◆ DOCUMENT EXCERPT:
--

- Interactive map of Addanki mandal
- Addanki mandal Location in Andhra Pradesh, India
- Coordinates: 15°48′43″N 79°58′16″E﻿ / ﻿15.812°N 79.971°E
- Country: India
- State: Andhra Pradesh
- District: Prakasam
- Headquarters: Addanki

Area
- • Total: 259.78 km^{2} (100.30 sq mi)

Population (2011)
- • Total: 89,769
- • Density: 345.56/km^{2} (894.99/sq mi)

Languages
- • Official: Telugu
- Time zone: UTC+5:30 (IST)

= Addanki mandal =

Addanki is a mandal in the Prakasam district in the Coastal Andhra region of Andhra Pradesh, India. It is the headquarters of Addanki revenue division.

==Demographics==

As of 2011 census, the mandal had a population of 89,769 in 23,389 households. The total population constitute,
44,874 males and 44,895 females — a sex ratio of 1000 females per 1000 males. 9,982 children are in the age group of 0–6 years, of which 5,186 are boys and 4,796 are girls — a sex ratio of 925 per 1000. The average literacy rate stands at 63.61% with 50,753 literates. Scheduled Castes and Scheduled Tribes make up 22,312 (24.85%) and 4,127 (4.60%) of the population respectively.

At the time of the 2011 census, 94.85% of the population spoke Telugu and 4.12% Urdu as their first language.

--

◆ EXERCISE BRIEF: Rewrite the Addanki mandal article starting with "As of 2011 census, the" and going on through "the population respectively.", and swap "households" for "homes".

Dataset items
--

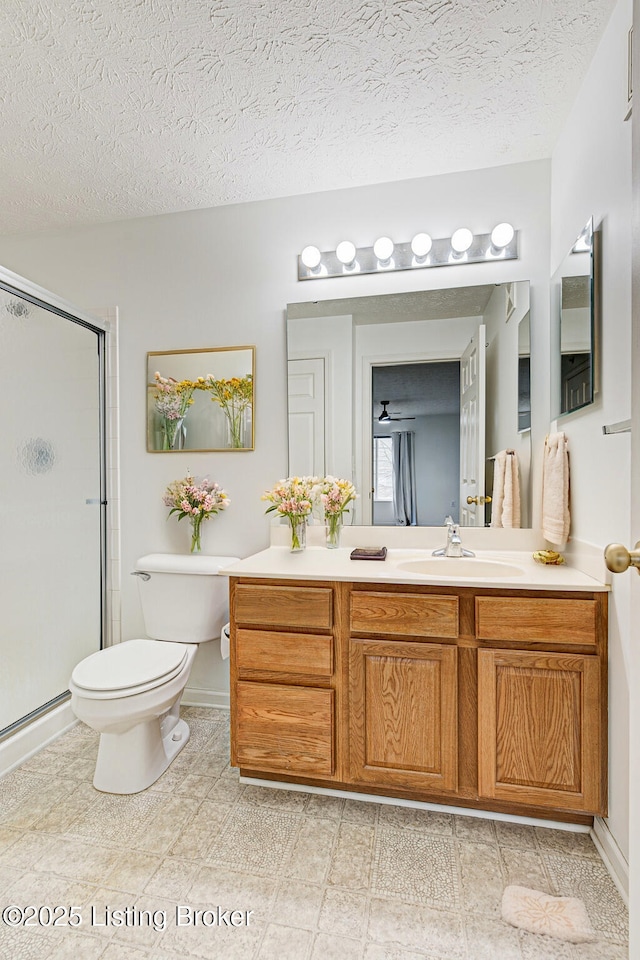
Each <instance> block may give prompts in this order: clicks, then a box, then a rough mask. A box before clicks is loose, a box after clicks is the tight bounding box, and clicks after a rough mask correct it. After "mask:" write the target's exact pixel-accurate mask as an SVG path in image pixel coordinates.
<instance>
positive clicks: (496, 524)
mask: <svg viewBox="0 0 640 960" xmlns="http://www.w3.org/2000/svg"><path fill="white" fill-rule="evenodd" d="M494 461H495V465H494V469H493V494H492V497H491V526H492V527H510V528H516V529H519V528H520V472H519V467H518V456H517V454H516V453H515V451H513V450H501V451H500V453H497V454H496V455H495V457H494Z"/></svg>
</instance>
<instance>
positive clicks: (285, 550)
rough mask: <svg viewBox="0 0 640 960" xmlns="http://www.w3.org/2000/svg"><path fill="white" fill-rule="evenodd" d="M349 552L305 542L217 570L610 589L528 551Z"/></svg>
mask: <svg viewBox="0 0 640 960" xmlns="http://www.w3.org/2000/svg"><path fill="white" fill-rule="evenodd" d="M367 545H368V544H367ZM351 550H352V546H351V545H350V546H347V547H340V548H338V549H337V550H328V549H327V548H326V547H324V546H308V547H307V548H306V550H303V551H301V552H299V553H292V552H291V551H290V549H289V547H287V546H271V547H269V548H268V549H266V550H262V551H261V552H260V553H255V554H253V556H251V557H247V558H246V559H245V560H240V561H239V562H238V563H235V564H230V565H229V566H228V567H226V568H224V569H222V570H221V571H220V573H222V574H224V575H227V576H231V577H257V578H263V579H272V578H273V579H283V580H294V579H295V580H348V581H357V582H367V583H407V584H415V583H422V584H429V585H439V586H460V587H486V588H499V589H503V590H545V591H552V590H582V591H606V590H609V587H608V586H607V584H605V583H603V582H601V581H599V580H596V579H594V578H593V577H591V576H588V575H587V574H586V573H583V572H582V571H581V570H578V569H577V568H575V567H572V566H569V565H567V564H561V565H558V566H552V565H547V566H545V565H543V564H540V563H536V562H535V561H534V560H533V557H532V553H531V551H524V550H508V551H506V550H476V556H475V558H471V557H465V558H446V557H443V558H439V559H438V561H437V562H436V563H435V564H434V563H433V559H434V558H432V556H431V554H432V551H431V550H430V549H396V548H392V549H390V550H389V551H388V553H387V557H386V559H385V560H351V559H350V557H349V554H350V553H351ZM416 564H417V567H416ZM474 566H475V570H474ZM425 569H427V570H428V571H429V572H428V573H425V572H424V570H425ZM467 571H468V572H467ZM479 574H481V575H479Z"/></svg>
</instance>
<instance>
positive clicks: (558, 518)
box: [542, 433, 571, 545]
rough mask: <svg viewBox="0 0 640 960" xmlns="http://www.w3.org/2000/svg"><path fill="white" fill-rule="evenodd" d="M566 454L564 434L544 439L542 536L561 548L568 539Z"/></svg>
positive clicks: (567, 482)
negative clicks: (558, 545)
mask: <svg viewBox="0 0 640 960" xmlns="http://www.w3.org/2000/svg"><path fill="white" fill-rule="evenodd" d="M570 525H571V516H570V513H569V450H568V441H567V437H566V435H565V434H564V433H552V434H550V435H549V436H548V437H547V440H546V442H545V447H544V460H543V464H542V535H543V536H544V538H545V540H549V542H550V543H555V544H556V545H563V544H565V543H566V542H567V539H568V538H569V528H570Z"/></svg>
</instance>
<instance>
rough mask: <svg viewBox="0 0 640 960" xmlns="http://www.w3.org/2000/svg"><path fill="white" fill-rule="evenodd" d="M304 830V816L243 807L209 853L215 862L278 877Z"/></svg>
mask: <svg viewBox="0 0 640 960" xmlns="http://www.w3.org/2000/svg"><path fill="white" fill-rule="evenodd" d="M299 828H300V817H299V816H297V815H295V814H292V813H288V812H283V811H281V810H279V809H278V810H276V809H272V808H270V807H265V806H254V805H250V804H245V803H244V799H243V802H242V803H241V804H237V805H236V807H235V808H234V812H233V817H232V818H231V819H230V821H229V822H228V823H227V824H226V825H225V829H224V831H222V832H221V833H220V834H219V835H218V838H217V841H216V843H215V844H213V845H212V846H211V848H210V850H209V854H208V857H207V859H208V860H209V861H210V862H212V863H221V864H227V865H228V866H234V867H236V868H237V869H239V870H245V871H248V872H255V873H257V874H260V875H264V876H271V877H277V876H278V875H279V873H280V870H281V867H282V864H283V863H284V862H285V861H286V860H287V859H288V857H289V855H290V852H291V849H292V847H293V844H294V842H295V839H296V835H297V833H298V830H299Z"/></svg>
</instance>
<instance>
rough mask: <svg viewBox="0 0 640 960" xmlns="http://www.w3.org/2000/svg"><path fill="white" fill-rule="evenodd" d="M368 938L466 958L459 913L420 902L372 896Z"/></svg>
mask: <svg viewBox="0 0 640 960" xmlns="http://www.w3.org/2000/svg"><path fill="white" fill-rule="evenodd" d="M367 936H368V939H369V940H372V941H373V942H374V943H379V944H393V945H397V946H398V947H402V948H404V949H407V950H413V951H417V952H420V951H422V952H423V953H425V954H427V955H428V956H430V955H431V954H433V955H434V956H435V957H443V958H446V960H467V949H466V942H465V934H464V929H463V923H462V919H461V917H460V916H459V915H458V914H455V913H451V912H446V911H444V910H434V909H432V908H431V907H425V906H422V905H419V904H407V903H402V902H400V901H395V900H382V899H380V898H379V897H376V898H374V899H372V901H371V912H370V915H369V927H368V931H367Z"/></svg>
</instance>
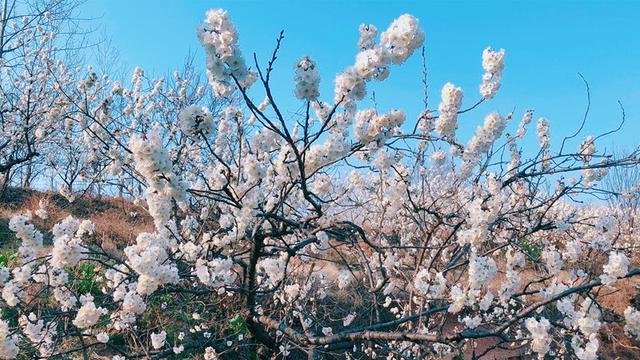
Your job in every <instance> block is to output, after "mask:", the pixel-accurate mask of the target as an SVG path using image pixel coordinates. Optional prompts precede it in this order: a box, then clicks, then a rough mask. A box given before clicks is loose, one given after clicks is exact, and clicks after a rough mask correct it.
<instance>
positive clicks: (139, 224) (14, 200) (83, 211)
mask: <svg viewBox="0 0 640 360" xmlns="http://www.w3.org/2000/svg"><path fill="white" fill-rule="evenodd" d="M41 199H44V201H45V202H46V203H47V205H46V206H45V209H46V210H47V212H48V214H49V217H48V219H46V220H42V219H38V218H37V217H35V216H34V219H33V222H34V224H35V225H36V226H37V227H38V228H39V229H41V230H43V233H44V234H45V241H47V240H49V239H48V237H47V230H49V229H51V227H52V226H53V225H54V224H56V223H57V222H59V221H60V220H62V219H64V218H66V217H67V216H69V215H73V216H74V217H76V218H79V219H89V220H91V221H92V222H93V223H94V225H95V229H96V239H97V241H99V243H100V245H102V246H103V247H105V248H106V249H108V250H115V249H121V248H123V247H125V246H127V245H128V244H131V243H132V242H134V241H135V238H136V236H137V235H138V234H139V233H141V232H150V231H153V230H154V226H153V220H152V219H151V217H149V216H148V215H147V214H146V212H145V210H144V209H143V208H141V207H139V206H135V205H134V204H133V203H132V202H131V201H128V200H126V199H123V198H104V197H103V198H92V197H84V198H81V199H77V200H76V201H74V202H73V203H69V202H68V201H67V200H66V199H65V198H64V197H62V196H60V195H59V194H56V193H49V192H38V191H33V190H23V189H13V188H12V189H9V190H8V192H7V194H6V197H5V199H3V200H2V202H0V248H6V247H10V246H12V245H14V243H15V237H14V236H13V233H12V232H11V231H10V230H9V229H8V223H9V219H10V218H11V216H13V215H16V214H20V213H24V212H26V211H27V210H31V211H35V210H36V209H38V207H39V202H40V200H41Z"/></svg>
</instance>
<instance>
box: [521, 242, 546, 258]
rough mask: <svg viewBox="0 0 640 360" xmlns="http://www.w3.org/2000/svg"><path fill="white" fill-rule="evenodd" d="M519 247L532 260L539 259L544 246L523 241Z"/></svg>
mask: <svg viewBox="0 0 640 360" xmlns="http://www.w3.org/2000/svg"><path fill="white" fill-rule="evenodd" d="M518 245H520V248H521V249H522V250H523V251H524V252H526V253H527V255H529V257H530V258H533V259H539V258H540V255H541V254H542V245H540V244H536V243H534V242H531V241H528V240H524V239H523V240H520V241H518Z"/></svg>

--

◆ YOUR SOLUTION:
As of 2011 census, the mandal had a population of 89,769 in 23,389 homes. The total population constitute,
44,874 males and 44,895 females — a sex ratio of 1000 females per 1000 males. 9,982 children are in the age group of 0–6 years, of which 5,186 are boys and 4,796 are girls — a sex ratio of 925 per 1000. The average literacy rate stands at 63.61% with 50,753 literates. Scheduled Castes and Scheduled Tribes make up 22,312 (24.85%) and 4,127 (4.60%) of the population respectively.